▶ [PROBLEM REQUIREMENTS]: Reproduce all of the material below with every "position of each" changed to "location of each one" and nothing else altered. Leave the pictures out of your version.

Begin

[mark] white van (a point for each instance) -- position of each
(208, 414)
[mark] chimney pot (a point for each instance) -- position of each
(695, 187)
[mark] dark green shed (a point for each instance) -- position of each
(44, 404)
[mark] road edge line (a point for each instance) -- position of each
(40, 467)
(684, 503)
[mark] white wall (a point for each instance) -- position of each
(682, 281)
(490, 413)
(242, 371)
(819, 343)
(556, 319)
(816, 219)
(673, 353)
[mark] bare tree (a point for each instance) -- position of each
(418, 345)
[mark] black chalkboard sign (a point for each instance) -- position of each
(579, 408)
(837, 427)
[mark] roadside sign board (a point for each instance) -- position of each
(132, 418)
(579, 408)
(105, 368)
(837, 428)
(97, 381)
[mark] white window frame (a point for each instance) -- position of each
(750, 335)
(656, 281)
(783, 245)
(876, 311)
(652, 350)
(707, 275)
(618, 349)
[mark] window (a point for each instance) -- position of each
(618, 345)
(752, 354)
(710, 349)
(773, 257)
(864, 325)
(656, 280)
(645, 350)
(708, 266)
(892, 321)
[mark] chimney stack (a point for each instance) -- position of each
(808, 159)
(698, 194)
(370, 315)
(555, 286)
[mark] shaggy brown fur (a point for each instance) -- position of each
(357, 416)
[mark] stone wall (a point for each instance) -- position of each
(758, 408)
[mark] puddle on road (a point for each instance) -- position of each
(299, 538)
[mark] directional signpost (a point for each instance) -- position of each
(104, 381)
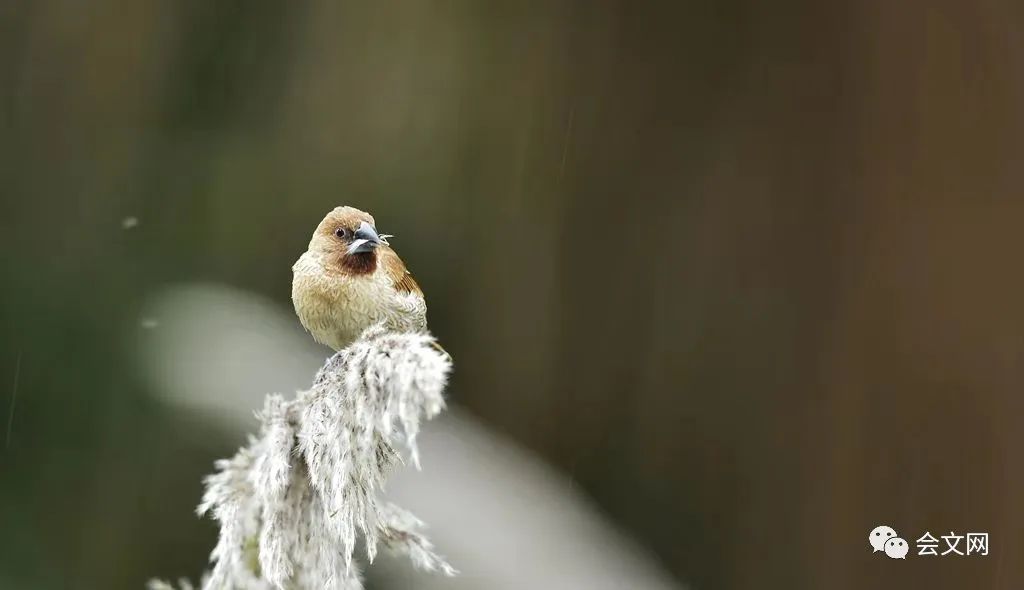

End

▶ [FINAL ANSWER]:
[mark] white van (a point for each instance) -- location of each one
(208, 414)
[mark] chimney pot (a point for each instance) -- location of each one
(695, 187)
[mark] dark green shed (a point for each instance) -- location of each one
(44, 404)
[mark] road edge line (a point for each instance) -- location of each one
(40, 467)
(684, 503)
[mark] white wall (a point for each instance) -- location of each one
(682, 281)
(490, 413)
(242, 371)
(819, 343)
(556, 319)
(816, 219)
(673, 353)
[mark] bare tree (a point for each instance) -- location of each one
(418, 345)
[mark] black chalkboard sign (a point for each instance) -- location of each one
(579, 408)
(837, 427)
[mark] roadside sign board (a point for each instance) -- location of each one
(132, 418)
(579, 408)
(105, 368)
(837, 428)
(97, 381)
[mark] white window frame (a point for each instance) -- location of each one
(750, 335)
(656, 281)
(783, 245)
(876, 311)
(652, 350)
(707, 275)
(618, 349)
[mark] window (a point for each instance) -- location of each one
(618, 345)
(752, 354)
(710, 349)
(773, 257)
(864, 325)
(656, 280)
(645, 350)
(708, 266)
(892, 321)
[mark] chimney stack (a point for each instance) -- location of each one
(808, 159)
(698, 194)
(370, 315)
(555, 286)
[mark] shaggy brown fur (a point for each instance) -- location of each one
(357, 416)
[mark] stone wall (a point for each instance) -- location of each one
(758, 408)
[mark] puddle on road (a point for each instance) -- location of each one
(299, 538)
[mark] directional signpost (a point for each instance) -- location of each one
(104, 381)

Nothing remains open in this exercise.